• Goal
Extract the text of each entry below exactly, leaving every image behind.

• Records provided
=======

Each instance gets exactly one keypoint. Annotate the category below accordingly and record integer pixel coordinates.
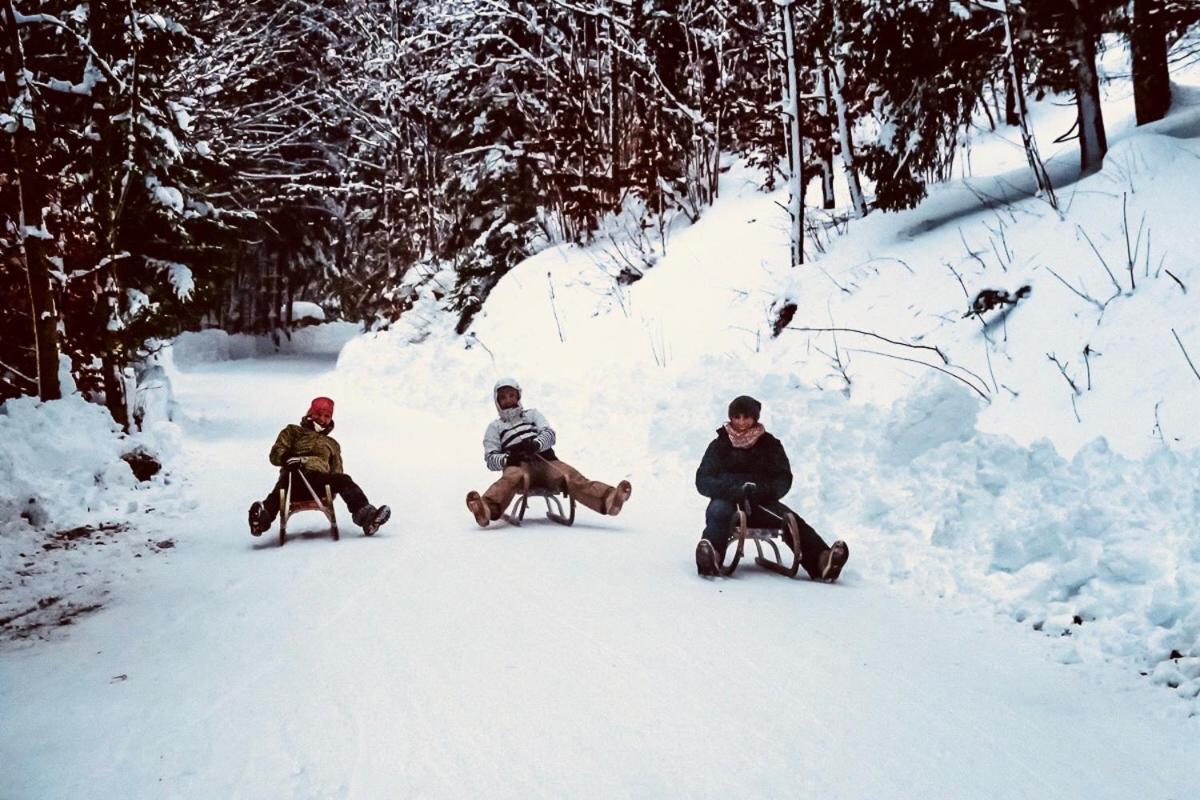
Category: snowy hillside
(1047, 465)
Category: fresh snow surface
(1024, 558)
(437, 660)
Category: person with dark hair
(309, 447)
(745, 462)
(519, 444)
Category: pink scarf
(747, 439)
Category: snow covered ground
(1005, 629)
(437, 660)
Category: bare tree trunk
(1092, 140)
(796, 144)
(845, 133)
(828, 202)
(1027, 139)
(1151, 74)
(30, 222)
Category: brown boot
(479, 507)
(617, 498)
(832, 560)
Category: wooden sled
(761, 536)
(553, 504)
(291, 505)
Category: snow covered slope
(437, 660)
(1047, 467)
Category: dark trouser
(719, 527)
(340, 482)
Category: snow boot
(371, 519)
(832, 560)
(707, 564)
(617, 498)
(479, 507)
(256, 518)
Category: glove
(525, 447)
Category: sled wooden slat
(553, 504)
(291, 505)
(742, 531)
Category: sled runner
(289, 504)
(761, 536)
(553, 504)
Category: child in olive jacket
(744, 461)
(309, 447)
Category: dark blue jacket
(725, 468)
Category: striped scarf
(747, 439)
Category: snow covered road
(437, 660)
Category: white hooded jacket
(514, 426)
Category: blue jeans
(719, 527)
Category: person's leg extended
(501, 493)
(597, 495)
(719, 523)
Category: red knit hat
(321, 404)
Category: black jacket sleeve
(778, 470)
(713, 481)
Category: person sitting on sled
(309, 447)
(520, 444)
(745, 462)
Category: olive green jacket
(321, 452)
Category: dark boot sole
(382, 516)
(706, 560)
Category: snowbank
(70, 506)
(199, 347)
(1061, 489)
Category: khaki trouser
(545, 474)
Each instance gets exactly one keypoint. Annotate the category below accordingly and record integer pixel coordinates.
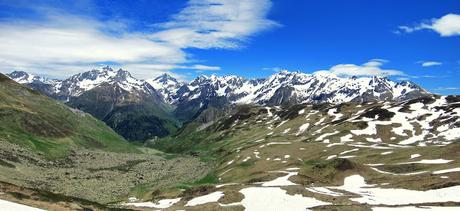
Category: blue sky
(404, 40)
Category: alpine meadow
(257, 105)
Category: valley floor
(91, 177)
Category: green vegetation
(48, 127)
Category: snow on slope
(282, 87)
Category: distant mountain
(166, 102)
(46, 126)
(167, 86)
(132, 107)
(288, 88)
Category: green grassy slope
(48, 127)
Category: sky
(400, 39)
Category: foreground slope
(52, 155)
(131, 107)
(43, 125)
(369, 156)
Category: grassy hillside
(136, 116)
(303, 149)
(46, 126)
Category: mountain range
(143, 109)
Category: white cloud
(216, 23)
(446, 26)
(430, 63)
(274, 69)
(370, 68)
(64, 44)
(448, 88)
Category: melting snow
(394, 196)
(324, 191)
(348, 151)
(212, 197)
(11, 206)
(275, 199)
(435, 161)
(302, 128)
(162, 204)
(447, 171)
(281, 181)
(417, 208)
(246, 159)
(415, 156)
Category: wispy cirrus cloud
(446, 26)
(429, 63)
(216, 23)
(61, 44)
(371, 68)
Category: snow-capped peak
(166, 85)
(26, 78)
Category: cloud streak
(208, 24)
(430, 63)
(370, 68)
(64, 44)
(446, 26)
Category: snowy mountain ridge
(282, 87)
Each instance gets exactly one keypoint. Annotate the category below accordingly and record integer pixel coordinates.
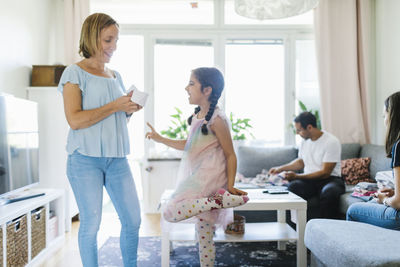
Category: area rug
(246, 254)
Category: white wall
(30, 35)
(387, 58)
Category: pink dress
(202, 171)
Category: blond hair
(90, 33)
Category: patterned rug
(252, 254)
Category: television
(19, 147)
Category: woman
(384, 209)
(97, 109)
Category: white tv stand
(52, 200)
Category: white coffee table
(254, 232)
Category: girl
(384, 209)
(208, 166)
(97, 107)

=======

• Reply to the task
Each instance gets exactly one keypoint. Annotate the category below accordingly and record integer pixel coordinates.
Category: snowy hillside
(1047, 465)
Category: fresh snow surface
(1024, 558)
(437, 660)
Category: person with dark hair
(309, 447)
(745, 462)
(519, 444)
Category: pink scarf
(747, 439)
Category: snow covered ground
(1005, 629)
(437, 660)
Category: bare tree trunk
(1092, 140)
(796, 144)
(845, 133)
(828, 202)
(1027, 139)
(1151, 74)
(30, 222)
Category: brown boot
(479, 507)
(617, 498)
(832, 560)
Category: wooden sled
(761, 536)
(553, 504)
(291, 505)
Category: snow covered slope
(437, 660)
(1047, 467)
Category: dark trouser
(719, 527)
(340, 482)
Category: snow boot
(371, 519)
(832, 560)
(707, 564)
(617, 498)
(479, 507)
(256, 518)
Category: glove
(525, 447)
Category: sled wooden slat
(553, 504)
(291, 505)
(742, 531)
Category: sled runner
(289, 504)
(761, 536)
(553, 504)
Category: child in olive jacket
(744, 461)
(309, 447)
Category: dark blue jacket
(725, 468)
Category: striped scarf
(747, 439)
Category: snow covered road
(437, 660)
Category: white hooded jacket
(514, 426)
Category: blue jeans
(719, 527)
Category: person's leg extended
(501, 493)
(597, 495)
(719, 523)
Category: red knit hat
(321, 404)
Category: black jacket sleeve
(778, 470)
(713, 481)
Category: person sitting on sled
(309, 447)
(520, 444)
(745, 462)
Category: olive green jacket
(321, 452)
Category: dark boot sole
(382, 516)
(706, 560)
Category: snowbank
(70, 506)
(199, 347)
(1061, 489)
Category: khaki trouser
(545, 474)
Each instance gets exactly one keypoint. Annotate the category below accordingly and record integer pixel coordinates.
Category: blue sky
(404, 40)
Category: alpine meadow
(257, 105)
Category: valley floor
(91, 177)
Category: green vegetation
(48, 127)
Category: snow on slope
(282, 87)
Category: distant mountain
(166, 102)
(46, 126)
(167, 86)
(132, 107)
(288, 88)
Category: green grassy slope
(48, 127)
Category: sky
(400, 39)
Category: foreground slope
(52, 155)
(131, 107)
(43, 125)
(369, 156)
Category: grassy hillside
(136, 116)
(303, 149)
(46, 126)
Category: mountain range
(143, 109)
Category: white cloud
(216, 23)
(446, 26)
(430, 63)
(274, 69)
(370, 68)
(64, 44)
(448, 88)
Category: melting snow
(394, 196)
(324, 191)
(348, 151)
(212, 197)
(11, 206)
(275, 199)
(435, 161)
(302, 128)
(162, 204)
(447, 171)
(281, 181)
(417, 208)
(246, 159)
(415, 156)
Category: wispy cirrus cloud
(446, 26)
(429, 63)
(216, 23)
(61, 44)
(371, 68)
Category: snow-capped peak
(166, 85)
(26, 78)
Category: cloud streak
(208, 24)
(430, 63)
(370, 68)
(64, 44)
(446, 26)
Category: snowy mountain ridge
(282, 87)
Each instance gets exactly one keypoint. Annotate the category below accordingly and record integer pixel coordinates.
Category: area rug
(246, 254)
Category: white wall
(30, 35)
(387, 58)
Category: pink dress
(202, 171)
Category: blond hair
(90, 33)
Category: patterned rug
(252, 254)
Category: television
(19, 147)
Category: woman
(384, 209)
(97, 109)
Category: white tv stand
(52, 200)
Category: white coffee table
(254, 232)
Category: girl
(384, 209)
(208, 166)
(97, 107)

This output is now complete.